━━ Data for this exercise

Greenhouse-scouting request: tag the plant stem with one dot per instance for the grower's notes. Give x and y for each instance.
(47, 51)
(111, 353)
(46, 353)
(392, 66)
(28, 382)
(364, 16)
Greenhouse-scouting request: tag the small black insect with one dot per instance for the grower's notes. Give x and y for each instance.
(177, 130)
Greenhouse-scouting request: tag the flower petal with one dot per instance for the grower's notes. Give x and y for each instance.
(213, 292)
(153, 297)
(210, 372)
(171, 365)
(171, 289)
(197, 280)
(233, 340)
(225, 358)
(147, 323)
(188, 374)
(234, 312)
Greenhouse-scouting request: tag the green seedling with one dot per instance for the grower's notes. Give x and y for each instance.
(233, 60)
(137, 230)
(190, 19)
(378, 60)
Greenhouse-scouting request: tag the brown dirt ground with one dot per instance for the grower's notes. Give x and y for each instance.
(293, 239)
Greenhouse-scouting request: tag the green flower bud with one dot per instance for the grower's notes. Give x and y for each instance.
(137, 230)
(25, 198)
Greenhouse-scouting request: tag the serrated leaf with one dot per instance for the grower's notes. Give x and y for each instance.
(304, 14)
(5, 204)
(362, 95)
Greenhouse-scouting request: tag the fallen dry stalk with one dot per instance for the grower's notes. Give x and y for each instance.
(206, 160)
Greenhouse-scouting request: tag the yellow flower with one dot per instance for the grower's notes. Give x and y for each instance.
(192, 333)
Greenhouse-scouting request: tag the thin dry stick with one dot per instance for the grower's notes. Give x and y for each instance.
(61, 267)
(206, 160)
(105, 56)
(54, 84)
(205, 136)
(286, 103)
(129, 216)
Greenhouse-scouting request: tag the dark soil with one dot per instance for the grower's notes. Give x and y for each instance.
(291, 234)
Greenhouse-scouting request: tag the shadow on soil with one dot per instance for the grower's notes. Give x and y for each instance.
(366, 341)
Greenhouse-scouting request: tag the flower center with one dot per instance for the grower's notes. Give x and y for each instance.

━━━━

**Set problem**
Scale everything in the material from the line containing "Greenhouse-scouting request: tag the yellow" down to the end, and give those lines again with the requests included. Multiply each x and y coordinate in the answers by 2.35 and round to whole numbers, with halves rounded up.

**Complete response**
Greenhouse-scouting request: tag the yellow flower with one dot per instance for the grower's notes. Give x and y for each instance.
(451, 783)
Greenhouse-scouting request: tag the thin dry stick with one dot per instance for the grower's notes. Give x and y for each instance.
(143, 627)
(484, 376)
(247, 132)
(127, 197)
(482, 320)
(672, 242)
(303, 508)
Greenhouse-scouting request: tag the dark soil with one dot per instance for the grower's notes. Give x and y for each instance.
(684, 550)
Greenhouse-scouting request: tag the shadow on soil with one dot per instance for the grower's notes. Give x and y for each instance.
(860, 801)
Greenhouse-scouting request: tag the flower center with one dot per instance for the grower's notes. Give x and y for each instance.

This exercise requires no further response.